══ MATERIAL SUPPLIED

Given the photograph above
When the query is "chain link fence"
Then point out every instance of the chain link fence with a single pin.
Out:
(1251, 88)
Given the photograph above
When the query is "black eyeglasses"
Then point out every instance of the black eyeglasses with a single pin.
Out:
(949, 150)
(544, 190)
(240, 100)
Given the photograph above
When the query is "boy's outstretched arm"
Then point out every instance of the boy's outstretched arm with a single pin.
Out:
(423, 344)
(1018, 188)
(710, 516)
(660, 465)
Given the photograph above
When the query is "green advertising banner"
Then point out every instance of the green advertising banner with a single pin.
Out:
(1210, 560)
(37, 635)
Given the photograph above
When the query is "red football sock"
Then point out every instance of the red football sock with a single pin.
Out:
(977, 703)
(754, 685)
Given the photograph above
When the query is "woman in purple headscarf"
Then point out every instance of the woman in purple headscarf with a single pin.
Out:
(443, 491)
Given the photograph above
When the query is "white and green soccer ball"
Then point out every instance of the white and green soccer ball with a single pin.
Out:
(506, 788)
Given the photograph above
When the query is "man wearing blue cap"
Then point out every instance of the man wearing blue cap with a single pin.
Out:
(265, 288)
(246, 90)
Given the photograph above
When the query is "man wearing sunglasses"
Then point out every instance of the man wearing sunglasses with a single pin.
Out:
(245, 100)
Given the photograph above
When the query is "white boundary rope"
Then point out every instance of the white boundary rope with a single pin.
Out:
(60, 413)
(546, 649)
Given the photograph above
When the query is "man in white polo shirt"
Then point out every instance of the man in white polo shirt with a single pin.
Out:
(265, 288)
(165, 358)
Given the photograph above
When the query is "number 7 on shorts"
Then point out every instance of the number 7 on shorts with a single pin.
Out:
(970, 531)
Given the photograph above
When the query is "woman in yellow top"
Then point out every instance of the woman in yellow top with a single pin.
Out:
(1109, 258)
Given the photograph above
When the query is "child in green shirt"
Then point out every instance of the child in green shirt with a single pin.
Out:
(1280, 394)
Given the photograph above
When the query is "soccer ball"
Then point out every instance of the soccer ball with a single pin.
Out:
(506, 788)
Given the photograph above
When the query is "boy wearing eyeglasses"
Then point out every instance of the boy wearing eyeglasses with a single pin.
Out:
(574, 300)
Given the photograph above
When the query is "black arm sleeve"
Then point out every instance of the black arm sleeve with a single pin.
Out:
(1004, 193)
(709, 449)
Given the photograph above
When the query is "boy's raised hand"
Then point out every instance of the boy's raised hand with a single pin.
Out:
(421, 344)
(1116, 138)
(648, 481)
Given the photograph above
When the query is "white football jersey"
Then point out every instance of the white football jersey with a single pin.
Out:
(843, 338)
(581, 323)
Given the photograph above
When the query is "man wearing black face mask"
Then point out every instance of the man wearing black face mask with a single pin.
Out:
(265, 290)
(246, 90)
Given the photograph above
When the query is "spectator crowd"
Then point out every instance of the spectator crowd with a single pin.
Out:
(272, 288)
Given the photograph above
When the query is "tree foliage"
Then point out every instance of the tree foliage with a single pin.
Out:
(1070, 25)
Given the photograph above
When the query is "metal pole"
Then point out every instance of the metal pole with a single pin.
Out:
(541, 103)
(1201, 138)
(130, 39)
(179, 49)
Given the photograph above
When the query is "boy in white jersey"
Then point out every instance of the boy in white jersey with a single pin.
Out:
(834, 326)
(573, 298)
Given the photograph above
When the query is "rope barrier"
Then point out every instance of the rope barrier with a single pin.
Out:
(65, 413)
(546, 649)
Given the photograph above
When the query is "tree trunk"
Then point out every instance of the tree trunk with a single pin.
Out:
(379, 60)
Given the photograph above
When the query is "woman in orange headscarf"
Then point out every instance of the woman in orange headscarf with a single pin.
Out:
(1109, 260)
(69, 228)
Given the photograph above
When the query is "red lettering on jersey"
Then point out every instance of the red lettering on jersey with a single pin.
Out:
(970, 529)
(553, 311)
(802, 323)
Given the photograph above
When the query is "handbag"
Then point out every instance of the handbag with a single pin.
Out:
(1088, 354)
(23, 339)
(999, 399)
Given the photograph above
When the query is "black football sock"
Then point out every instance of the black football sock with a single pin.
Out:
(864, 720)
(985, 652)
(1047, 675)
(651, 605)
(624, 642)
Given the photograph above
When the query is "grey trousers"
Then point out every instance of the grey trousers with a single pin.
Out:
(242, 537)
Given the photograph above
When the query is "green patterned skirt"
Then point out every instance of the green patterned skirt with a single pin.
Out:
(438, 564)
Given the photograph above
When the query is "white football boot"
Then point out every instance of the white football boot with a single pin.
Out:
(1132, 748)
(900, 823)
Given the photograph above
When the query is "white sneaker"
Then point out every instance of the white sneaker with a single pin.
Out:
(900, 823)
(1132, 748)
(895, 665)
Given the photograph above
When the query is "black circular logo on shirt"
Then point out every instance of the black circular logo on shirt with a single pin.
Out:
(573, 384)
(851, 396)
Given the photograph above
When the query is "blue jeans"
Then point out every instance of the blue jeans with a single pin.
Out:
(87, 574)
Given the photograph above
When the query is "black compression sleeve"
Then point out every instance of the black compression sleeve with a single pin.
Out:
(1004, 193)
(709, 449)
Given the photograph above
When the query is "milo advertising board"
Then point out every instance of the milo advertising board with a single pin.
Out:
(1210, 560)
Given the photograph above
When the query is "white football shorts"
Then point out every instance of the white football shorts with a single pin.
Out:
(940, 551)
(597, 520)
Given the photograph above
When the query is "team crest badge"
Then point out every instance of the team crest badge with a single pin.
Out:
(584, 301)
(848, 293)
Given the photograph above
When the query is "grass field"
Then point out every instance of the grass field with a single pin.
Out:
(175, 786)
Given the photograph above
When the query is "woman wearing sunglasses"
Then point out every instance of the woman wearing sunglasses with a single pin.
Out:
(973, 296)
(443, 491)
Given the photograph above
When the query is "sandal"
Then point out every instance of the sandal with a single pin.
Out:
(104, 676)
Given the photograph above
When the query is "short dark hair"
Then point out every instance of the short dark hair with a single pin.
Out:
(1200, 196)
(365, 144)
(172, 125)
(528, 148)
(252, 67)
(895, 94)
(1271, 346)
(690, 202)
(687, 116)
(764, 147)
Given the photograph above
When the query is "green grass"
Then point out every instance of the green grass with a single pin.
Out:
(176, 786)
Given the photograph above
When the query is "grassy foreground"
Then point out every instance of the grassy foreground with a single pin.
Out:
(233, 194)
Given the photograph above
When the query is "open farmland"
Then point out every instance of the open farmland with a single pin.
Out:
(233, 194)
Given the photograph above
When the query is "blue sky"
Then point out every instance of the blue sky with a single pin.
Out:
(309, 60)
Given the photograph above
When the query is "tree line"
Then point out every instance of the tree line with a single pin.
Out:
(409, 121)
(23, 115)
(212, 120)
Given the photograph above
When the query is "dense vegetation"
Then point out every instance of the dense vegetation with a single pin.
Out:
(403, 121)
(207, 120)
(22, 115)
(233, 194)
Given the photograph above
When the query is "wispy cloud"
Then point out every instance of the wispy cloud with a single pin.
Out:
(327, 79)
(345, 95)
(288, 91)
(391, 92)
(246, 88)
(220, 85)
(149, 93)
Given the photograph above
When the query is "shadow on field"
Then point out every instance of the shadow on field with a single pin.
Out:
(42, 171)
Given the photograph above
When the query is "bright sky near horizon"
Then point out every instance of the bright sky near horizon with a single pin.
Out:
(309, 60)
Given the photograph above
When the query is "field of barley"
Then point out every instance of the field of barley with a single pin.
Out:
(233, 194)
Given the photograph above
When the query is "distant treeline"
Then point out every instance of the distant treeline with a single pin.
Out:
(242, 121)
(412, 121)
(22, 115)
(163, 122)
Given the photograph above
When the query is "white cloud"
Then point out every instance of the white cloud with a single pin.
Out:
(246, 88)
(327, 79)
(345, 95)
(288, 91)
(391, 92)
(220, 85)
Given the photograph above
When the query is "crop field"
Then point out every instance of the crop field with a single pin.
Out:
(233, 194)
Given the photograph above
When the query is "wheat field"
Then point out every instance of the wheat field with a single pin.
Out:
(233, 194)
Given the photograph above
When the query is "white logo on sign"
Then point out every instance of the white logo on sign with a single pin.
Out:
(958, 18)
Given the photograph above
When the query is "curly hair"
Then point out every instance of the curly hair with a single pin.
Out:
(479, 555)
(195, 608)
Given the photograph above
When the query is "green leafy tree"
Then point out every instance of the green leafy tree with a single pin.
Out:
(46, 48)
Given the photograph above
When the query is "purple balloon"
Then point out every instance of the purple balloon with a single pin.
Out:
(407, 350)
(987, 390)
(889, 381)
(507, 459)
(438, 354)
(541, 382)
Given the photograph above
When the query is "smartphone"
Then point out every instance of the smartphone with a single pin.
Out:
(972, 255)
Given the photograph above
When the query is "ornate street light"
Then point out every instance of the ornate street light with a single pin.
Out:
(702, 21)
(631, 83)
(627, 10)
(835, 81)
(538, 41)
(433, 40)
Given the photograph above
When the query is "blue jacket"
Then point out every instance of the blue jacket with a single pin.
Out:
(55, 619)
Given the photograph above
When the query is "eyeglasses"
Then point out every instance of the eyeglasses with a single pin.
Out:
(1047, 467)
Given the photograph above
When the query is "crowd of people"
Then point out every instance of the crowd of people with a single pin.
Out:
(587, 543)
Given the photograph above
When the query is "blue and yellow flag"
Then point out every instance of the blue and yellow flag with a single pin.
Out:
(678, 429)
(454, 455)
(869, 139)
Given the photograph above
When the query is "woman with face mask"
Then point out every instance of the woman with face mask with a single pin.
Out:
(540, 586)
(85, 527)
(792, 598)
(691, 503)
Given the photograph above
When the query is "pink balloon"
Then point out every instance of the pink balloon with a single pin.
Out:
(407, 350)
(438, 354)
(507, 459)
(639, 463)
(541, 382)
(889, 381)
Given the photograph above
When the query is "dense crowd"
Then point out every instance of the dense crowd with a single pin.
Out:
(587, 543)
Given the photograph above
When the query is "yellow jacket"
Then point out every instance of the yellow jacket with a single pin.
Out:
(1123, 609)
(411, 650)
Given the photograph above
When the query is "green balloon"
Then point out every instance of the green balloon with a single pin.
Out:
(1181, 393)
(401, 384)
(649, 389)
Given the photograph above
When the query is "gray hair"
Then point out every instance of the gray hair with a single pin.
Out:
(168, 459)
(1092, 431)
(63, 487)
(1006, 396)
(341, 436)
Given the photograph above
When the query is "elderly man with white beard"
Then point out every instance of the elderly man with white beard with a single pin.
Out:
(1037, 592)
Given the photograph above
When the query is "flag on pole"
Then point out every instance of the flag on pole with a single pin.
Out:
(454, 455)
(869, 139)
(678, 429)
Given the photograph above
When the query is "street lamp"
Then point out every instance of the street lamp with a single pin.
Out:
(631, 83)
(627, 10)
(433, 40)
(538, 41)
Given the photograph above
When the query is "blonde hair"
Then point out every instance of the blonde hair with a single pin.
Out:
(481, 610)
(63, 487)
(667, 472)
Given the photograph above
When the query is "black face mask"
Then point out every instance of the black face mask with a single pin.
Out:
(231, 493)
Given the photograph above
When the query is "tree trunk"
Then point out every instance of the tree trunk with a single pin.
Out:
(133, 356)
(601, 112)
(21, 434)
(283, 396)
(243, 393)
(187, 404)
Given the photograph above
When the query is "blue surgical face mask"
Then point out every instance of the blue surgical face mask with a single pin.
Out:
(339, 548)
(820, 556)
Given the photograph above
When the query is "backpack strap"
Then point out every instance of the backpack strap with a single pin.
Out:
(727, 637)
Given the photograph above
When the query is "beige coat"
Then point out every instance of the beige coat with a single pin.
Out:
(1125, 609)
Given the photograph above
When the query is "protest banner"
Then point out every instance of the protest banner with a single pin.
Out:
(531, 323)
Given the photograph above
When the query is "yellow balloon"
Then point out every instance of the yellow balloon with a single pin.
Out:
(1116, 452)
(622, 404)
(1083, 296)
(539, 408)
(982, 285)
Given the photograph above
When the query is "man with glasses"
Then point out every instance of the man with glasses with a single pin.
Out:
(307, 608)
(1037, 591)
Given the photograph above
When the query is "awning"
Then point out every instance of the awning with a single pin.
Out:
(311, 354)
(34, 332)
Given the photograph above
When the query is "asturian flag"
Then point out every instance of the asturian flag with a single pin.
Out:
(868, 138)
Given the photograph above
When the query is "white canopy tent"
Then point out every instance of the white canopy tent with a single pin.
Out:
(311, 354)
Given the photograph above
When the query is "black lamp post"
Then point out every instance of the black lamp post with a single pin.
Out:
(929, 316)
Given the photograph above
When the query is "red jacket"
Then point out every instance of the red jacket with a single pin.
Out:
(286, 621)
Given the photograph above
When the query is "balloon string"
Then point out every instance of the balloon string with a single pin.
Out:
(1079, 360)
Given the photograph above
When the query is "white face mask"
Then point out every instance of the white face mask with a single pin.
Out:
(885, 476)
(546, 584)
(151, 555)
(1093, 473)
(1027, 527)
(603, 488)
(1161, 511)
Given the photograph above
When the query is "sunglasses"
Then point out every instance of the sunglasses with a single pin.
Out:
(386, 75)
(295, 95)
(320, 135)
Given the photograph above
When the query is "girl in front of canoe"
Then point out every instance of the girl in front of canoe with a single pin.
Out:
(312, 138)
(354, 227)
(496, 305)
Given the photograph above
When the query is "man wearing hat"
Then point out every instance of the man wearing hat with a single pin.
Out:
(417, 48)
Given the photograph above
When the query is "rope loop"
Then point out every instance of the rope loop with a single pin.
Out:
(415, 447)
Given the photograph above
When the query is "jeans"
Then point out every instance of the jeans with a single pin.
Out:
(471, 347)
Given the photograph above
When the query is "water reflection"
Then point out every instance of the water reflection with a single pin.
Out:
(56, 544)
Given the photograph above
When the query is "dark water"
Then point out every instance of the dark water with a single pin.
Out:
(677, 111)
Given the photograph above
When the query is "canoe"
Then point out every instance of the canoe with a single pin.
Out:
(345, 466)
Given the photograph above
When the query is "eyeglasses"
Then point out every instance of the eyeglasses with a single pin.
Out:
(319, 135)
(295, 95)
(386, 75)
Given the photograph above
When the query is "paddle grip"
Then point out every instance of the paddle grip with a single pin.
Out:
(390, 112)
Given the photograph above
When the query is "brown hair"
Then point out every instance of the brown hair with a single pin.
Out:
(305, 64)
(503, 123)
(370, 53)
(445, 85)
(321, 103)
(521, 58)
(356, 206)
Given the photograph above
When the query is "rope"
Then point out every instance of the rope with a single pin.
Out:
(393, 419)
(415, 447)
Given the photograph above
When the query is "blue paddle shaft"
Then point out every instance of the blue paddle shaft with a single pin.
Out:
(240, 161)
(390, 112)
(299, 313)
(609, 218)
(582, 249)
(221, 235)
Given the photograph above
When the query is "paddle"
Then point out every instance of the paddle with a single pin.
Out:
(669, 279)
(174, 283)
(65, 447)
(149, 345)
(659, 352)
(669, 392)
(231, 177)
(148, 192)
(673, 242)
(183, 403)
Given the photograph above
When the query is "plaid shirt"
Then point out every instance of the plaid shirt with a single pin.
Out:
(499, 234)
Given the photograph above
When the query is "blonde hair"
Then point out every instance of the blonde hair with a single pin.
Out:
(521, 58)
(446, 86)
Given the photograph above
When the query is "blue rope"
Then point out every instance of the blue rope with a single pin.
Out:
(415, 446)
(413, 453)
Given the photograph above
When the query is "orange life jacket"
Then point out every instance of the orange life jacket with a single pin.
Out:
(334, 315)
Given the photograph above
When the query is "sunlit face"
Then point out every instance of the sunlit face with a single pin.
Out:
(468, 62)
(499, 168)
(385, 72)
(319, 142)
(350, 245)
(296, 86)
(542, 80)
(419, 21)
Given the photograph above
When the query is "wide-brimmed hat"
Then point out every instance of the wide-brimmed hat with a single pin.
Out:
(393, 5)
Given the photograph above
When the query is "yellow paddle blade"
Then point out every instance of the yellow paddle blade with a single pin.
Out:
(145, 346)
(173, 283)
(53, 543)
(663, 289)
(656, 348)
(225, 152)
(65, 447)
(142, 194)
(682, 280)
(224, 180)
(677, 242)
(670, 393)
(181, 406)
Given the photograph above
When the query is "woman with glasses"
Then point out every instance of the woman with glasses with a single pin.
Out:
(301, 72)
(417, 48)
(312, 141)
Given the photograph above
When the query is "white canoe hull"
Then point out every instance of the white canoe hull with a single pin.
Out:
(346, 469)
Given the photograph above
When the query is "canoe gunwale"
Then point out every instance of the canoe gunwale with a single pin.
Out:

════

Can you select every line in the rows above that contains the word "distant" and copy each one out, treating uppercase and lowercase as different?

* _RESULT BELOW_
When the query is "distant treeline"
Then point out every instance of the distant treeline with a single pin.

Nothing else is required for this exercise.